▶ [Extract provided]
_ _ _ _ _ _ _

# New from JAI Moonbus overhead lighting



## Gilusions (Apr 25, 2006)

New from JAI is an overhead lighting kit for cabin and cockpit lighting which will be offered both blue green and white glows will include a red film to give it a red glow for the cockpit area. Also in the near future will be a set of resin engine nozzles with resin attachment.


----------



## veedubb67 (Jul 11, 2003)

Great news Gil! This will definitely improve an already classic model.

Rob
Iwata Padawan


----------



## jbond (Aug 29, 2002)

Finally, something I can use in my Randy Cooper shuttlecraft!


----------



## Gilusions (Apr 25, 2006)

This was sent to me by one of my customer which includes the red tint for the cockpit


----------



## Tim H. (Jun 23, 2009)

Nice :thumbsup: does it come with instructions or suggestions where to run the wiring and can you glue the roof arches onto this material?


----------



## Dr. Brad (Oct 5, 1999)

This looks very cool! Want both the lighting and the engine bells!


----------



## steve123 (Feb 9, 2009)

If you sand off the molded in lighting fixtures molded into the roof, the EL sheet will fit against the roof with the bows on top to lock it in! The window boxes will fit as well, and it will clear the bulkheads without any tampering or sanding on the bulkheads. 

More pictures will be coming sometime this weekend. 

Steve


----------



## steve123 (Feb 9, 2009)

_ _ _ _ _ _ _

▶ [Data shown]
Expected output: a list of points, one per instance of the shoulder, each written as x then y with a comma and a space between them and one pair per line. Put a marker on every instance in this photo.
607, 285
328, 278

_ _ _ _ _ _ _

▶ [Tasks to carry out]
(A) Update the Moonbus lighting thread above from "New from JAI is" up to and including "with resin attachment.", replacing "overhead lighting kit" with "ceiling lighting kit".
(B) In the Moonbus lighting thread, can you recast the paragraph beginning "If you sand off the molded in lighting fixtures" as a short list that keeps its main facts?
(C) Resume the Moonbus lighting thread above, picking up right after its final line.

▶ [Exercise results]
(A)
New from JAI is an ceiling lighting kit for cabin and cockpit lighting which will be offered both blue green and white glows will include a red film to give it a red glow for the cockpit area. Also in the near future will be a set of resin engine nozzles with resin attachment.

(B)
- Sand off the lighting fixtures molded into the roof.
- The EL sheet then fits against the roof, with the bows on top locking it in.
- The window boxes fit as well.
- It clears the bulkheads without any tampering or sanding on them.

(C)
Here is an early shot of the lighting:


















This is early on in the build, the window frames are simply fitted in and the roof is not fastened down.









I played around with the cargo too. the labels are from henry at TSDS








These decals are in the TSDS moonbus sheet:








Steve


----------



## Gilusions (Apr 25, 2006)

Tim H. said:


> Nice :thumbsup: does it come with instructions or suggestions where to run the wiring and can you glue the roof arches onto this material?


I do have a basic instruction on placement of the electronics but I will add different ways for the modeler to install the power for the ship.


----------



## Steve244 (Jul 22, 2001)

steve123 said:


> Here is an early shot of the lighting:


man those red lights are pretty sexy. I might be getting a case of moonbus fever...

Nice work Steve.


----------



## richlen2 (Apr 2, 2009)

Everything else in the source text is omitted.